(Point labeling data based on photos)
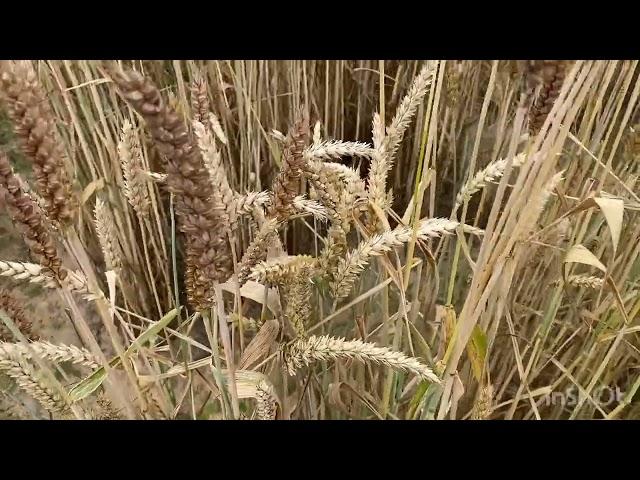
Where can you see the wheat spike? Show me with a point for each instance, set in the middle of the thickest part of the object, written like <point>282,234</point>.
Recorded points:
<point>35,126</point>
<point>319,348</point>
<point>50,351</point>
<point>260,346</point>
<point>30,220</point>
<point>335,149</point>
<point>32,272</point>
<point>257,249</point>
<point>245,204</point>
<point>487,175</point>
<point>266,402</point>
<point>217,128</point>
<point>585,281</point>
<point>298,298</point>
<point>199,98</point>
<point>207,251</point>
<point>107,236</point>
<point>350,267</point>
<point>223,196</point>
<point>135,182</point>
<point>27,379</point>
<point>310,207</point>
<point>482,406</point>
<point>287,182</point>
<point>14,310</point>
<point>278,271</point>
<point>385,149</point>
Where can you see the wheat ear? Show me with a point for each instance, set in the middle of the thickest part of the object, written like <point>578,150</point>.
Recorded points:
<point>335,149</point>
<point>382,159</point>
<point>318,348</point>
<point>27,379</point>
<point>350,267</point>
<point>107,236</point>
<point>50,351</point>
<point>12,307</point>
<point>35,126</point>
<point>135,181</point>
<point>487,175</point>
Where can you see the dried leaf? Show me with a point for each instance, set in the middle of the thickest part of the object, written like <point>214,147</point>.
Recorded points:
<point>579,254</point>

TASK GOAL »
Can you format every line of the rows above as a JSON list of strings, one string per line, with blank lines left out and the pictures omitted?

ANSWER TO THIS TASK »
[
  "Where can you see the wheat spike? Show me with a point for each instance, set in the middle of the thickest part of the object, written like <point>282,234</point>.",
  "Recorded points:",
  "<point>35,126</point>",
  "<point>319,348</point>",
  "<point>50,351</point>",
  "<point>260,346</point>",
  "<point>30,220</point>",
  "<point>335,149</point>",
  "<point>32,272</point>",
  "<point>257,249</point>",
  "<point>245,204</point>",
  "<point>487,175</point>",
  "<point>266,402</point>",
  "<point>217,128</point>",
  "<point>585,281</point>",
  "<point>298,298</point>",
  "<point>199,98</point>",
  "<point>207,251</point>",
  "<point>107,236</point>",
  "<point>350,267</point>",
  "<point>223,196</point>",
  "<point>135,182</point>",
  "<point>27,379</point>",
  "<point>310,207</point>",
  "<point>482,406</point>",
  "<point>287,182</point>",
  "<point>14,310</point>",
  "<point>278,271</point>",
  "<point>385,149</point>",
  "Where can you see the wheat ear? Show me with a point for each instance, set in the middle of the thickest part of the object, written like <point>578,150</point>.",
  "Recorded points:",
  "<point>335,149</point>",
  "<point>382,159</point>",
  "<point>318,348</point>",
  "<point>27,379</point>",
  "<point>350,267</point>",
  "<point>107,236</point>",
  "<point>50,351</point>",
  "<point>12,307</point>",
  "<point>35,126</point>",
  "<point>135,181</point>",
  "<point>487,175</point>",
  "Where can you see the dried leaf? Show me with a point for each instance, set in the middle of the thickest part of the object, written like <point>214,147</point>.",
  "Recorded points:",
  "<point>579,254</point>"
]